▸ **Brief**: Nothing but the lines from the one with "task: outline the green weedy strip along left" through the end of the records below should be written out, and each must match word for word.

▸ **Record extracts**:
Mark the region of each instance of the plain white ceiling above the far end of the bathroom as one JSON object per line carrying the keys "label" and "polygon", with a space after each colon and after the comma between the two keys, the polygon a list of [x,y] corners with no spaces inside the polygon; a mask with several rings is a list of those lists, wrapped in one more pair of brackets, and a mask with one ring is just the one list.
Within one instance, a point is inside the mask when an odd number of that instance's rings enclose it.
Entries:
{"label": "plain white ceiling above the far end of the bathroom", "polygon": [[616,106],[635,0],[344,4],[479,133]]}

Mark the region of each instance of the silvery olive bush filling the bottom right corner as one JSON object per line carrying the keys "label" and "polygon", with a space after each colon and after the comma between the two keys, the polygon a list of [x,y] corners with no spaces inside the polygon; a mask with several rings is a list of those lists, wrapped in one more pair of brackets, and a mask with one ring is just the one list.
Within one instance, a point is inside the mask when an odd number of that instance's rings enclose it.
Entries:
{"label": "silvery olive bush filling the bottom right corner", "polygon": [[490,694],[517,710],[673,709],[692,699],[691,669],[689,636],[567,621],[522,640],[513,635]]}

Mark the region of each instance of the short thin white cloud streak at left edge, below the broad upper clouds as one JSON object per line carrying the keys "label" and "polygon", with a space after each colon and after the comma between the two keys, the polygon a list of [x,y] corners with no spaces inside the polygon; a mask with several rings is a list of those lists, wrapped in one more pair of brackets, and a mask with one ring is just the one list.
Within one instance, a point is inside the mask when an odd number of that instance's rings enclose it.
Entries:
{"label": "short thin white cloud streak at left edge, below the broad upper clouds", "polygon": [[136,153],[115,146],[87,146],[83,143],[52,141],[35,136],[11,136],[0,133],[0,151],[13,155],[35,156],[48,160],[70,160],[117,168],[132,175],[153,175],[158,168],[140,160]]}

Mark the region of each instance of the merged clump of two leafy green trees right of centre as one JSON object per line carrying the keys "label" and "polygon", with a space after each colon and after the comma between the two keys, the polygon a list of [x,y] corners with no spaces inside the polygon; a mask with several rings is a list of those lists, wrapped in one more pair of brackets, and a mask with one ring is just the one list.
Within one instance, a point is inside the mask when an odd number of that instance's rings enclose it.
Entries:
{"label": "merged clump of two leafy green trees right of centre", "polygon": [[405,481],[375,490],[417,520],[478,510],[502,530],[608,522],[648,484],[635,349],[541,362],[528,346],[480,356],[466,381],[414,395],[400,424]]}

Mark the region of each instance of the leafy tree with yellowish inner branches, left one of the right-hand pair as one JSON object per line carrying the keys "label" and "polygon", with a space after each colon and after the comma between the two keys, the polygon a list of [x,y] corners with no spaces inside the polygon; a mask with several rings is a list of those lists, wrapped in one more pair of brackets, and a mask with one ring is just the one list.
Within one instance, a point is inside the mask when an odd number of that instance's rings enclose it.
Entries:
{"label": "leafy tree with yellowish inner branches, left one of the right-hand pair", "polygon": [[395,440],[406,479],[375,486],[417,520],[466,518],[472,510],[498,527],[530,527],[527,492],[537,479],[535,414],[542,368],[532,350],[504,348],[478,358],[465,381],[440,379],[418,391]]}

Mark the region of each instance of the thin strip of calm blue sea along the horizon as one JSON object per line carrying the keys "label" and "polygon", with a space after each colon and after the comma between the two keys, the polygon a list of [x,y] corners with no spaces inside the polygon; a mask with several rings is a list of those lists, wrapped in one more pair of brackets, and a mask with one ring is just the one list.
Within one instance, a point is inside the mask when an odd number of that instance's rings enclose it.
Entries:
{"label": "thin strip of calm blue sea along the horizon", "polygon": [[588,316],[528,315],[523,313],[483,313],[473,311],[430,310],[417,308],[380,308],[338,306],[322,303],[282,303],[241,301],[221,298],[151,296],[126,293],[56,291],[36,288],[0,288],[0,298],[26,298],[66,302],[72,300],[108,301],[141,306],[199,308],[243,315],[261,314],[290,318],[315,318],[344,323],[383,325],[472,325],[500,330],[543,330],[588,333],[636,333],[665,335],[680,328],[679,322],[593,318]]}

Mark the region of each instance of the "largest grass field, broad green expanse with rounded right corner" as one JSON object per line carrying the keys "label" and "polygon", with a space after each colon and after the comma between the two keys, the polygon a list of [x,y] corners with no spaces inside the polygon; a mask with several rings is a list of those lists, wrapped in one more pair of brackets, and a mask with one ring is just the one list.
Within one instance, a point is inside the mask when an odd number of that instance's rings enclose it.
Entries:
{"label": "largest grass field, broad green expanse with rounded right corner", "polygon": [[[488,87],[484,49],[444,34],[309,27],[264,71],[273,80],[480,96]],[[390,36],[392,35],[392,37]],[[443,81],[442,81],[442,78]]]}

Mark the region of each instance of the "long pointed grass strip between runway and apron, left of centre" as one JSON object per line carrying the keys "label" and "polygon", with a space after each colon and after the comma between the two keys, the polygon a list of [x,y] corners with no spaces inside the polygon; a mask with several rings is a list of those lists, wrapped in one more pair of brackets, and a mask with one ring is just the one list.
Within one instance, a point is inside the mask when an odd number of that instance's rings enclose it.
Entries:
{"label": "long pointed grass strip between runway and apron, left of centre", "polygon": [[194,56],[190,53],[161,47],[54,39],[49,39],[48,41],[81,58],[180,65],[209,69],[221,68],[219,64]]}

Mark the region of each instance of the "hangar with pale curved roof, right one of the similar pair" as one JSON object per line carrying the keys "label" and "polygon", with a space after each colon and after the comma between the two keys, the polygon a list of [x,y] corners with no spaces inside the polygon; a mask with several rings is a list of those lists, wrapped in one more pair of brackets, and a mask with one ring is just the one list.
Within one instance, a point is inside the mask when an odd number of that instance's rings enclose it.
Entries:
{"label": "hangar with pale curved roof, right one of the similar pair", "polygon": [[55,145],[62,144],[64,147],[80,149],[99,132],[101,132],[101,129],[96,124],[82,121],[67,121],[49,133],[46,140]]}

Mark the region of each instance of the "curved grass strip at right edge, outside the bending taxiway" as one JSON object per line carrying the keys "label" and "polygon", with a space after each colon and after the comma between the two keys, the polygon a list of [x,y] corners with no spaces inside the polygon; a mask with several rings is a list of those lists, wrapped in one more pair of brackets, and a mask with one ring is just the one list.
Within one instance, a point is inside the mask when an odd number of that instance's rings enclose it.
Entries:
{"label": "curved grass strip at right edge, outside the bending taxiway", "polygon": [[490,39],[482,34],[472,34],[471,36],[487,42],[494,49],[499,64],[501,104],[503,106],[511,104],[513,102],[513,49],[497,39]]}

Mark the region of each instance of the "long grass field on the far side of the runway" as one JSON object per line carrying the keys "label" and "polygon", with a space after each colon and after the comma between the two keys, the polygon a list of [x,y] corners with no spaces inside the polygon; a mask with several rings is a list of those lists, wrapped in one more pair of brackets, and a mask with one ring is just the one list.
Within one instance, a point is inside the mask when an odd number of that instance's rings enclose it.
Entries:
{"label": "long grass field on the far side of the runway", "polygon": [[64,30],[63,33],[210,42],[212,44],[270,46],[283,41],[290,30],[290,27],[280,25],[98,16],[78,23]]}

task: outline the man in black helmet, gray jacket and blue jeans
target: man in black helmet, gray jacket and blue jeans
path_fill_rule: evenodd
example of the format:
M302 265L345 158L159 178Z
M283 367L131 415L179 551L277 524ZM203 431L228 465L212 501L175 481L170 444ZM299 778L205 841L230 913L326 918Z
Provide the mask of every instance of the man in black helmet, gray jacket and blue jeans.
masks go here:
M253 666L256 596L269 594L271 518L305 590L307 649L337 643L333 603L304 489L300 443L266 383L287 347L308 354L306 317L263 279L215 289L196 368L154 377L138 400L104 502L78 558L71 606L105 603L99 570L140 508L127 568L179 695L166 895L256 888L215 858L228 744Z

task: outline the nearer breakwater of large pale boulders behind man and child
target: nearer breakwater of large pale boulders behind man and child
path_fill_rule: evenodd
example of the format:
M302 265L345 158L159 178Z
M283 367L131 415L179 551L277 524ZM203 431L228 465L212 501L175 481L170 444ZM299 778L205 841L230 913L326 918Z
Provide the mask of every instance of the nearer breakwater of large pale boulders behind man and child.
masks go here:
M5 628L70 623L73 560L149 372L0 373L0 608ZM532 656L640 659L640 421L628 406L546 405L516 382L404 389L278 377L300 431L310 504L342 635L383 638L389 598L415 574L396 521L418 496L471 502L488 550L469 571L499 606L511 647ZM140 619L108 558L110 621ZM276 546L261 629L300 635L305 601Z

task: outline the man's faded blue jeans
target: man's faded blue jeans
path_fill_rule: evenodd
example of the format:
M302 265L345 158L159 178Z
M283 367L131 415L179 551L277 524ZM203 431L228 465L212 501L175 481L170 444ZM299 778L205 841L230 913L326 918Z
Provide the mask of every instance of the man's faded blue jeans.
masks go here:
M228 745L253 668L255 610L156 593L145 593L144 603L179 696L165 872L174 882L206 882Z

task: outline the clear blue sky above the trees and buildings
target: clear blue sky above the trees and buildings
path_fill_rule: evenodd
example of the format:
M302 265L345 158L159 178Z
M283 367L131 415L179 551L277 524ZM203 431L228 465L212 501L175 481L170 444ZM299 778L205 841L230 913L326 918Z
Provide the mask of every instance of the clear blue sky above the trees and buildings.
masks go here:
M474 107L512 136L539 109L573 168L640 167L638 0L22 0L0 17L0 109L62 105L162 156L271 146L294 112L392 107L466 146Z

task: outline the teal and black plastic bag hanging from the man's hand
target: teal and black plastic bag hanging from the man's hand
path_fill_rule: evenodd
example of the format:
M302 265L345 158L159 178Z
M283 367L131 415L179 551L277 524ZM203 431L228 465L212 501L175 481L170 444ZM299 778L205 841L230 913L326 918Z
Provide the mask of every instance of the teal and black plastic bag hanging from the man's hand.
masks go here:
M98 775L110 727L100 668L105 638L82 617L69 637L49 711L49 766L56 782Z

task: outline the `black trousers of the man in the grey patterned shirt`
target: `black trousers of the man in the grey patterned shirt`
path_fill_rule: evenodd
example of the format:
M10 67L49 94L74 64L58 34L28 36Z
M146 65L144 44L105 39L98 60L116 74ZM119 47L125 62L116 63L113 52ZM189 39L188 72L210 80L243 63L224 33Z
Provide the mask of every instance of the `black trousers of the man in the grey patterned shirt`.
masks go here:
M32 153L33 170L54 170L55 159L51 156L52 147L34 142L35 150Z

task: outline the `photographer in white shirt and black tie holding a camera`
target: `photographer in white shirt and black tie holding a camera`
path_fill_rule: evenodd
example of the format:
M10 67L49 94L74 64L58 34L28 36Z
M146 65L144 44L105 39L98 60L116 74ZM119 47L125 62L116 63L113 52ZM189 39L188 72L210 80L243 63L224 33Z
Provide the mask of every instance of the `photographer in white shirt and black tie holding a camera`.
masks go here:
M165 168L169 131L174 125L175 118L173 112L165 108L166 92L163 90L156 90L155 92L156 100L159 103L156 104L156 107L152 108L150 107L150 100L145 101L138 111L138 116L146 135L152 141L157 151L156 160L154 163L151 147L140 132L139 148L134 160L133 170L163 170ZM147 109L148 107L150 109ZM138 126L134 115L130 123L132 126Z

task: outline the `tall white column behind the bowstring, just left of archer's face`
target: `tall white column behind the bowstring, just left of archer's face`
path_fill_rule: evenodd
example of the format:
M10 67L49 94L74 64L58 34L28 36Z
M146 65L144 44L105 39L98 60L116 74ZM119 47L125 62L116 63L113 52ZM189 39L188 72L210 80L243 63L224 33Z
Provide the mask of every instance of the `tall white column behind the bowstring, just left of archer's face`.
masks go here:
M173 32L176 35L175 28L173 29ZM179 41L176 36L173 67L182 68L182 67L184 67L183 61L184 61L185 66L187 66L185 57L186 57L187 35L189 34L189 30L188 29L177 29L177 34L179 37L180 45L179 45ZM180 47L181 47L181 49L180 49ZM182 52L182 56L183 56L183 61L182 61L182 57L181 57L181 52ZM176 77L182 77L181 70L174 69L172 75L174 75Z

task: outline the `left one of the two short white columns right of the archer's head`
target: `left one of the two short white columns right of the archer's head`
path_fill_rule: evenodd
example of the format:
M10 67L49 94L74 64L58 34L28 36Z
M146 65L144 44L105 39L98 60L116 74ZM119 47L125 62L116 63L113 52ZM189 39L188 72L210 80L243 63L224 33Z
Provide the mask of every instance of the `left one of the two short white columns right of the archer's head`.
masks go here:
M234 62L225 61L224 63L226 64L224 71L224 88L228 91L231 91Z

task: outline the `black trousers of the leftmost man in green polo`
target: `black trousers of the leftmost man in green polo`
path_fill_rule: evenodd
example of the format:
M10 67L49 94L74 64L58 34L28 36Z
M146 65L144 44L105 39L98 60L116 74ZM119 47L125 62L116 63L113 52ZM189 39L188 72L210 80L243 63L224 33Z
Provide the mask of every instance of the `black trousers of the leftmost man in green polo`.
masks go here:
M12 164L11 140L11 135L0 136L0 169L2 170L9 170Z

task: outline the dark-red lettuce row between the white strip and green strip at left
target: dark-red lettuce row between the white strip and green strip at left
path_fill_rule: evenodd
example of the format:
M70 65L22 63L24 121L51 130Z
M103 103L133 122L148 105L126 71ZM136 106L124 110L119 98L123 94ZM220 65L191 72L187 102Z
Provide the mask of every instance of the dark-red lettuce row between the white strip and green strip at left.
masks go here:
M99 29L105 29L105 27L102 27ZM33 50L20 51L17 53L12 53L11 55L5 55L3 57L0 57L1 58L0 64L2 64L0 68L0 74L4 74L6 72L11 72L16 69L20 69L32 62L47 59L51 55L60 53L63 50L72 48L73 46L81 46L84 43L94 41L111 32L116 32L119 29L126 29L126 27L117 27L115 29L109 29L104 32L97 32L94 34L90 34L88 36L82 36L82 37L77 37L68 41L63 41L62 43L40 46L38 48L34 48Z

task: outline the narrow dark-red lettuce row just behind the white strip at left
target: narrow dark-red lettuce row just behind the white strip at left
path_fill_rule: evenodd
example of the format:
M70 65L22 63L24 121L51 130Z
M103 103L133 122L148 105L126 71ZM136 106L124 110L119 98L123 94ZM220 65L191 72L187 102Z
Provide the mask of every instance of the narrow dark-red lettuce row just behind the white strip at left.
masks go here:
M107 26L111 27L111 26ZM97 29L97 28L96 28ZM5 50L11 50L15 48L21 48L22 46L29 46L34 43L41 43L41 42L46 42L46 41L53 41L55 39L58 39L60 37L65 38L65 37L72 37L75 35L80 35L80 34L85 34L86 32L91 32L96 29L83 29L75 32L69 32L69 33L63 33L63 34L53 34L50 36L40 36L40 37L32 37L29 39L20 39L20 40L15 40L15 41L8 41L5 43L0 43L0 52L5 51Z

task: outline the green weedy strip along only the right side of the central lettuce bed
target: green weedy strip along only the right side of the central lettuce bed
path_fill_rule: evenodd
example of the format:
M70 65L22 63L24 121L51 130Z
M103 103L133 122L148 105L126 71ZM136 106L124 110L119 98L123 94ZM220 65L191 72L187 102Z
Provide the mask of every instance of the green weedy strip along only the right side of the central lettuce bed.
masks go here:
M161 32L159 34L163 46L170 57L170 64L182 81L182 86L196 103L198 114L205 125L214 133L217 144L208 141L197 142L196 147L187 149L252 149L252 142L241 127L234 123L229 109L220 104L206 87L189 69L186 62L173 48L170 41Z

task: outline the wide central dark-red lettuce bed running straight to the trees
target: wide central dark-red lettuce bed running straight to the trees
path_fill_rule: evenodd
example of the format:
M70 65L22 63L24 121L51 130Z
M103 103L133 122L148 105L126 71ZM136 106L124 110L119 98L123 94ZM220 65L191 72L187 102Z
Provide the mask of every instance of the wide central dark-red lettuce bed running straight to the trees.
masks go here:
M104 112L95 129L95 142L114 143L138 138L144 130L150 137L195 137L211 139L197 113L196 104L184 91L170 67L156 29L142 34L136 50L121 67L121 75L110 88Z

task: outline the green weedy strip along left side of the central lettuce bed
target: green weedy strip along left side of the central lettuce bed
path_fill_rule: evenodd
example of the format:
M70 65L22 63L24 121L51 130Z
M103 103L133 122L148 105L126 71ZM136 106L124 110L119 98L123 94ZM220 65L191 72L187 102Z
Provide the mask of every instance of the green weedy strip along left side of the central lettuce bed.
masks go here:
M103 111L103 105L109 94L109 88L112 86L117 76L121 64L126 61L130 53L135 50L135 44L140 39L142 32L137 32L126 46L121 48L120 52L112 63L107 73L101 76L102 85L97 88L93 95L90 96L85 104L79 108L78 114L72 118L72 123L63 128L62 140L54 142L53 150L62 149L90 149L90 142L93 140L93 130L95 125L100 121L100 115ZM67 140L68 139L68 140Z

▸ **Output**:
task: outline the green weedy strip along left side of the central lettuce bed
target: green weedy strip along left side of the central lettuce bed
path_fill_rule: evenodd
example of the format:
M70 65L22 63L24 121L51 130Z
M103 103L133 122L148 105L126 71ZM136 106L124 110L119 98L123 94ZM220 65L191 72L187 102Z
Provide the mask of every instance of the green weedy strip along left side of the central lettuce bed.
masks go here:
M103 111L103 105L109 94L109 88L112 86L117 76L121 64L126 61L130 53L135 50L135 44L140 39L142 32L137 32L126 46L121 48L120 52L112 63L107 73L101 76L102 85L97 88L93 95L90 96L85 104L79 108L78 114L72 118L72 123L63 128L62 140L54 142L53 150L62 149L90 149L90 142L93 140L93 130L95 125L100 121L100 115ZM67 140L68 139L68 140Z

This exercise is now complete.